··· Data for review ···

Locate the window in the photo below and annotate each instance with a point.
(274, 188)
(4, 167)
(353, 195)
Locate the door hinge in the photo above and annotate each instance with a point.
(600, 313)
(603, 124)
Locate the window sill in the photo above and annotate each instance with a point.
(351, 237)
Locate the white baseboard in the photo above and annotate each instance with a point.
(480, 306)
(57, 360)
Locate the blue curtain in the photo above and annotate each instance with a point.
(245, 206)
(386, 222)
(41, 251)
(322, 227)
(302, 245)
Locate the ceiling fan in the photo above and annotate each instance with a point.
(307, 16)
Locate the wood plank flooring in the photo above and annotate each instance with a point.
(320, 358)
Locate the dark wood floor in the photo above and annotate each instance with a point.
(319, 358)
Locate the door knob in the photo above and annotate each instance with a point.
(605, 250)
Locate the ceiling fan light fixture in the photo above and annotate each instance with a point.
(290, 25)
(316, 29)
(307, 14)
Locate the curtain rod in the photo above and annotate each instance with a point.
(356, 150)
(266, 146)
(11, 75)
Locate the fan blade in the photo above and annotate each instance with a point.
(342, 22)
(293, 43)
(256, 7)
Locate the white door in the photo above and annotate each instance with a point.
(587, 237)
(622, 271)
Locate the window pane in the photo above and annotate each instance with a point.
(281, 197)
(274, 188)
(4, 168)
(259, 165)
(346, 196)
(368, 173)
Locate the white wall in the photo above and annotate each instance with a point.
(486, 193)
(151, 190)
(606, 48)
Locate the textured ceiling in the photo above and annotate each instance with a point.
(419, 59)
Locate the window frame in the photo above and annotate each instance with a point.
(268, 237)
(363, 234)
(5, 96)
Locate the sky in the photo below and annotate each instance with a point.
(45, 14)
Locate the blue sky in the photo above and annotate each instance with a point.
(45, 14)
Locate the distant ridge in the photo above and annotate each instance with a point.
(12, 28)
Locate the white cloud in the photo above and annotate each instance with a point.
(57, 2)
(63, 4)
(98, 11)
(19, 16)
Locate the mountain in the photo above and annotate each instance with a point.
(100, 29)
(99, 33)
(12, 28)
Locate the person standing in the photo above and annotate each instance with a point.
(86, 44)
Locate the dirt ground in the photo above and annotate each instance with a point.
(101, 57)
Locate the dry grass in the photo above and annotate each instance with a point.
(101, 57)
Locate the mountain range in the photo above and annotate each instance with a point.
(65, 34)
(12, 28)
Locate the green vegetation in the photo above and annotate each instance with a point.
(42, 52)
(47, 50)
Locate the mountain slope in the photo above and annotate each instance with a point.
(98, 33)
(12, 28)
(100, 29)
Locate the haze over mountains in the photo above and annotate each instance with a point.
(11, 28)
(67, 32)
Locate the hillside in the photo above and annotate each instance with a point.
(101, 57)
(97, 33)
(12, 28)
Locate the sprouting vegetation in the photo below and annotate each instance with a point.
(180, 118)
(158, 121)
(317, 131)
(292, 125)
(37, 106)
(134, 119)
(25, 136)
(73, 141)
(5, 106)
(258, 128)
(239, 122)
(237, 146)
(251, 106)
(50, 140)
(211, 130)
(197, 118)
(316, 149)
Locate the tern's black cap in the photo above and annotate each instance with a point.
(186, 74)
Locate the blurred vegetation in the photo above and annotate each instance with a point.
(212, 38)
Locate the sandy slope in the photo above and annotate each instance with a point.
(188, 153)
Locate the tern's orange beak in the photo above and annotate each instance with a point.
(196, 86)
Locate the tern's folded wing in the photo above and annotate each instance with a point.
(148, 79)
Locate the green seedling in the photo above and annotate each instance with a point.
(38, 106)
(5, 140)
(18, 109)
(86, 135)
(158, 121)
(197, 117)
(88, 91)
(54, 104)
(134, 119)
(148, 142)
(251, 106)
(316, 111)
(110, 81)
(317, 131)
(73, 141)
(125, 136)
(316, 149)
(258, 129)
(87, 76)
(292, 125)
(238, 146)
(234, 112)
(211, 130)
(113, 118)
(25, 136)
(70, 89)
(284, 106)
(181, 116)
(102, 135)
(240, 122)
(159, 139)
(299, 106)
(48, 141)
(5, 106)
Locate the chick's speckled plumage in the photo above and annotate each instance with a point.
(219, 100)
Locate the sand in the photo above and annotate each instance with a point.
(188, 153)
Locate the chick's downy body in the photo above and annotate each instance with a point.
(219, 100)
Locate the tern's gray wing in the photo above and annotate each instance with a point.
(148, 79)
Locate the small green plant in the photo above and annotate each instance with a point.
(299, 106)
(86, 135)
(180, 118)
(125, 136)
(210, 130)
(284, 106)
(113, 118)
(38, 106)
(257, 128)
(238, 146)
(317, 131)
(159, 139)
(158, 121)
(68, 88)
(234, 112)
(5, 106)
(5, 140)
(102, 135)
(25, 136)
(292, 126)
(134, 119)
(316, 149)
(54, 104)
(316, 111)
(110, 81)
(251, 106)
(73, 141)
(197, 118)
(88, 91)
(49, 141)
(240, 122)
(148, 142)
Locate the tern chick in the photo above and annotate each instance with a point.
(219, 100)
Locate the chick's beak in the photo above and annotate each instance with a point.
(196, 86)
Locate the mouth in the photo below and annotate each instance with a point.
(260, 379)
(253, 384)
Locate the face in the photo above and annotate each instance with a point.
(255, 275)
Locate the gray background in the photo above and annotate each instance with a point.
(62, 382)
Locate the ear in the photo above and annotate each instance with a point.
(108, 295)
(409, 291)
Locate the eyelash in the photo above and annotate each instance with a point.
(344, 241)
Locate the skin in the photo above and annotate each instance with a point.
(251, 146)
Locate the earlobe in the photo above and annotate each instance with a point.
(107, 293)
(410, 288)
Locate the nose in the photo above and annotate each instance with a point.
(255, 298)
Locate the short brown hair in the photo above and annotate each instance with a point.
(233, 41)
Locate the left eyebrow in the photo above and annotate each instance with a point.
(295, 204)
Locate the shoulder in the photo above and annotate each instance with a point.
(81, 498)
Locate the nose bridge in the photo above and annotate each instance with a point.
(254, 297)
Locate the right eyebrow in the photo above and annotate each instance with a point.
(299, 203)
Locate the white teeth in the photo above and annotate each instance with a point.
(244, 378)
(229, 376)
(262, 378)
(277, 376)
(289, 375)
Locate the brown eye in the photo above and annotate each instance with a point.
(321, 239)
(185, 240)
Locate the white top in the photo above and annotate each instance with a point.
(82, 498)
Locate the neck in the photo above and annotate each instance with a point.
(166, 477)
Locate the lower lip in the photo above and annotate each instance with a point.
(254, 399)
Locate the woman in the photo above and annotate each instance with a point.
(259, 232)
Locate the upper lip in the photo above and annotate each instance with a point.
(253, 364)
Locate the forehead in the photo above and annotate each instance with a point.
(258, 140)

···
··· Data for review ···

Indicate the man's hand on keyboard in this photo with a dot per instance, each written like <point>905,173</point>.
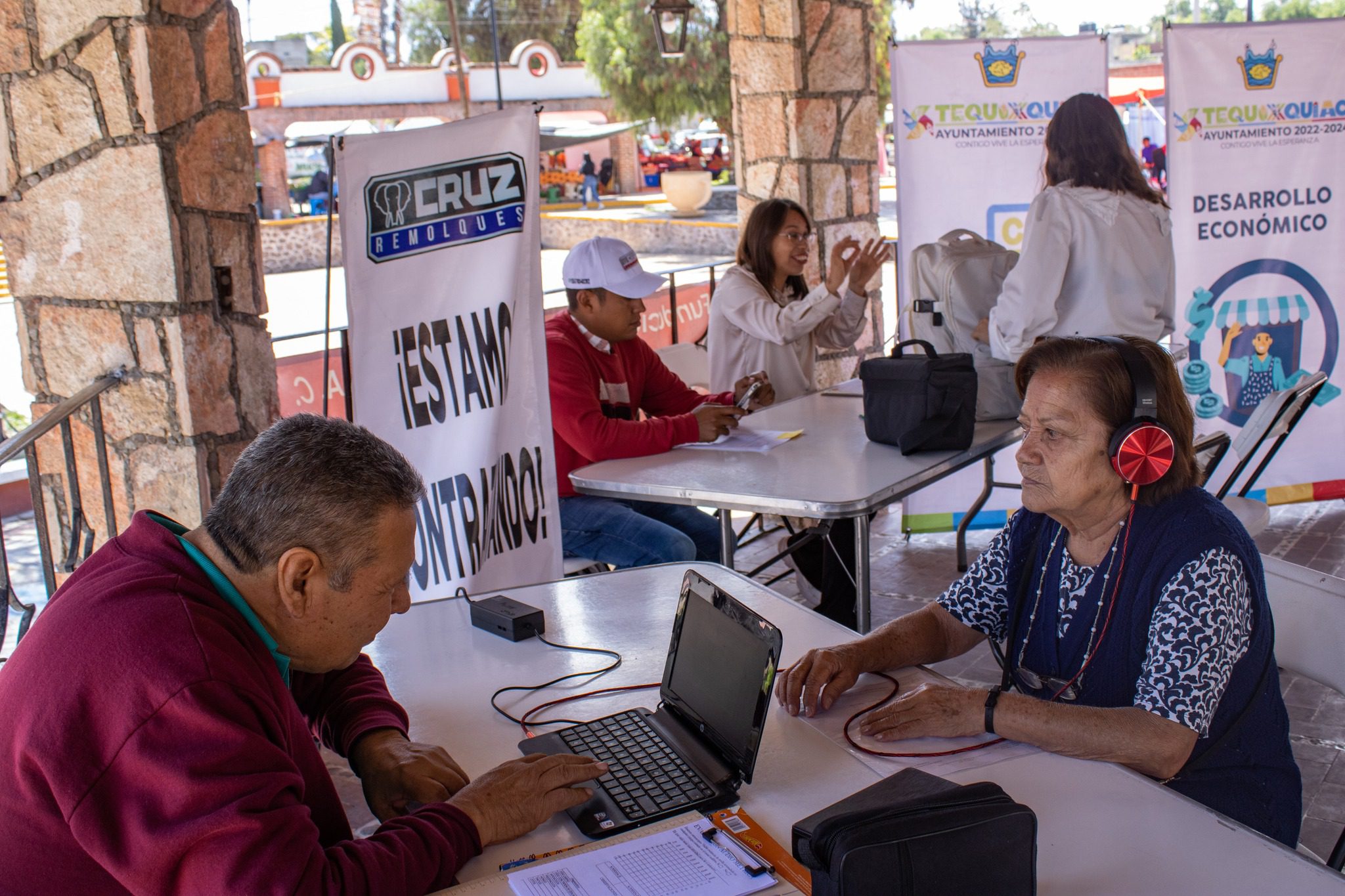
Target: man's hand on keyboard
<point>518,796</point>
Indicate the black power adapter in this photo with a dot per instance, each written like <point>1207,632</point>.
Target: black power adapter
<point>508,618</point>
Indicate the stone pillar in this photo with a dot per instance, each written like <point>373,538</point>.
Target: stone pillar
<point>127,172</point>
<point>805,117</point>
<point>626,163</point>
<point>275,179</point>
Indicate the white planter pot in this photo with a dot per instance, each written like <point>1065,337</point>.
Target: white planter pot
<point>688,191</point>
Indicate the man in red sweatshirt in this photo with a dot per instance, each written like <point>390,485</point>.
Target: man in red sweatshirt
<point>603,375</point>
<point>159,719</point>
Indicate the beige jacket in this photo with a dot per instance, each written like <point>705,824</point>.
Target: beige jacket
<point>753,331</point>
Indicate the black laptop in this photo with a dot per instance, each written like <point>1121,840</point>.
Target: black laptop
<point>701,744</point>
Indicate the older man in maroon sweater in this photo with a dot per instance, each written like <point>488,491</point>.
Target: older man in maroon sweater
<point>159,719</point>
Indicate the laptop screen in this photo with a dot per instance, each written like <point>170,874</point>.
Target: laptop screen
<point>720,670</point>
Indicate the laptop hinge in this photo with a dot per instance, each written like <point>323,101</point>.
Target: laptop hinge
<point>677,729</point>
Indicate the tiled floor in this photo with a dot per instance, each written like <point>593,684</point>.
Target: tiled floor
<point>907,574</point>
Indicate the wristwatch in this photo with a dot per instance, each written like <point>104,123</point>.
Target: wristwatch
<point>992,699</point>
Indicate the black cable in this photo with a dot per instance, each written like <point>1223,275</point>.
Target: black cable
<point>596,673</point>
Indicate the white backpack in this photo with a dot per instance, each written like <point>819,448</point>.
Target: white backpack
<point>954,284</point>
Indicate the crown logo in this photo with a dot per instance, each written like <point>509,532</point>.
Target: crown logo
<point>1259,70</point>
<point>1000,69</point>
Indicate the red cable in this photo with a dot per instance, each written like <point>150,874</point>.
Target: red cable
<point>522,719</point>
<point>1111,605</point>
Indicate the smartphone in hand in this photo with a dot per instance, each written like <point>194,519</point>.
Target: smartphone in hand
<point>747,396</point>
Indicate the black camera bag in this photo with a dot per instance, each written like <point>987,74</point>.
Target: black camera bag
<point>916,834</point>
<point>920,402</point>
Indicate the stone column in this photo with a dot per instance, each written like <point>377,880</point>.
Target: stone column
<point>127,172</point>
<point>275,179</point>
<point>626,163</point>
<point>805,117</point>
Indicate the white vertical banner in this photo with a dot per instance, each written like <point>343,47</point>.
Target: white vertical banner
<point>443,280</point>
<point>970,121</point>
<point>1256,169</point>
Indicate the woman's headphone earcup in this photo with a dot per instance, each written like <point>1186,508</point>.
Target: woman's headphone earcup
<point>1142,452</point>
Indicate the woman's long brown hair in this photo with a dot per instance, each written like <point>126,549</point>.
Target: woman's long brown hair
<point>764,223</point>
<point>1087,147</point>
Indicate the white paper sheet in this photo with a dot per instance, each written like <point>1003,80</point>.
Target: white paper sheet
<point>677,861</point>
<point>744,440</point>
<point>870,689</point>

···
··· Data for review ···

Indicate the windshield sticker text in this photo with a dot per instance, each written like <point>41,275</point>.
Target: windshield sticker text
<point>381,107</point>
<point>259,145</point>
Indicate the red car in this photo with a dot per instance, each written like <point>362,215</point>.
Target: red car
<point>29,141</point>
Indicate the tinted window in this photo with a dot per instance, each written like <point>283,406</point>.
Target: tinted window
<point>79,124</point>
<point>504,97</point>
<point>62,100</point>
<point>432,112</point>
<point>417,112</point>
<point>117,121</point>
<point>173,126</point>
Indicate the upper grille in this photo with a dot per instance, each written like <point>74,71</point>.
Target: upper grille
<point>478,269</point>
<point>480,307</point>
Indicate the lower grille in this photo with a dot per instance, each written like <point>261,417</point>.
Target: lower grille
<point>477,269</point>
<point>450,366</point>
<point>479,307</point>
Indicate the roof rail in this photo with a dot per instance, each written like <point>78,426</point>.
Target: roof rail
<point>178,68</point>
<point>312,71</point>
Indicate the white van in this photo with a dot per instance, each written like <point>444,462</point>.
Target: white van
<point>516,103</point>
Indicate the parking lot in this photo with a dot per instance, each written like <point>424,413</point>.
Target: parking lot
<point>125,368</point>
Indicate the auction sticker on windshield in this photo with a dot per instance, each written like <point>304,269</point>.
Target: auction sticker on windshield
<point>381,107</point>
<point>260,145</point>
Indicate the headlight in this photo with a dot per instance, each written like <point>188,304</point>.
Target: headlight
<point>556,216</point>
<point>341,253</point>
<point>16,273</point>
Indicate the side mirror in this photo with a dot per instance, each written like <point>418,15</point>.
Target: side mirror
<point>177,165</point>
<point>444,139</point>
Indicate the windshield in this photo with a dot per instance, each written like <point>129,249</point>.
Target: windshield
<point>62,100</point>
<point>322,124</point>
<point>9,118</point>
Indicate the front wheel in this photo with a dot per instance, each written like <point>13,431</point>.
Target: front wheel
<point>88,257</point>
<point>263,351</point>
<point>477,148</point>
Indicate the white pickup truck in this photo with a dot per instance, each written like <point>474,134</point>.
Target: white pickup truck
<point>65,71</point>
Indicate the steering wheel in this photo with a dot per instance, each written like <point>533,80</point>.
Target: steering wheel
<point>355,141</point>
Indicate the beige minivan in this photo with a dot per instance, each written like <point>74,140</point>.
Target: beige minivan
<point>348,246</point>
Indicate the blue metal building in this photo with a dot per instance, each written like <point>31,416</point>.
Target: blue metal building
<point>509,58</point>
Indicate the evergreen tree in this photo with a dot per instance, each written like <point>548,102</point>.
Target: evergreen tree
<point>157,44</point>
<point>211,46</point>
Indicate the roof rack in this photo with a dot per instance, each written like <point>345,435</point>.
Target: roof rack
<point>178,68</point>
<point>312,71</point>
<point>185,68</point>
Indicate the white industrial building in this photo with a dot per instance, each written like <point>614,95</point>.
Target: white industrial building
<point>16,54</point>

···

_Your objective_:
Please transcribe only the lines in the records above running from the line that has "Target: parking lot" through the line that has "Indicate the windshield in", both included, exactly as they appear.

_Written response_:
Target: parking lot
<point>125,368</point>
Indicate the auction sticker on windshield in this photo with a dot per instance, each written like <point>304,269</point>.
Target: auction sticker on windshield
<point>381,107</point>
<point>260,145</point>
Indicate the headlight in this photo with a dot per instance, each written like <point>188,304</point>.
Target: headlight
<point>556,216</point>
<point>341,253</point>
<point>16,273</point>
Indicate the side mirror in this photo with a dot per instance, each written like <point>418,15</point>.
Target: side mirror
<point>177,165</point>
<point>444,139</point>
Indicate the windshield in this photo with a dot per instance, each written like <point>129,249</point>.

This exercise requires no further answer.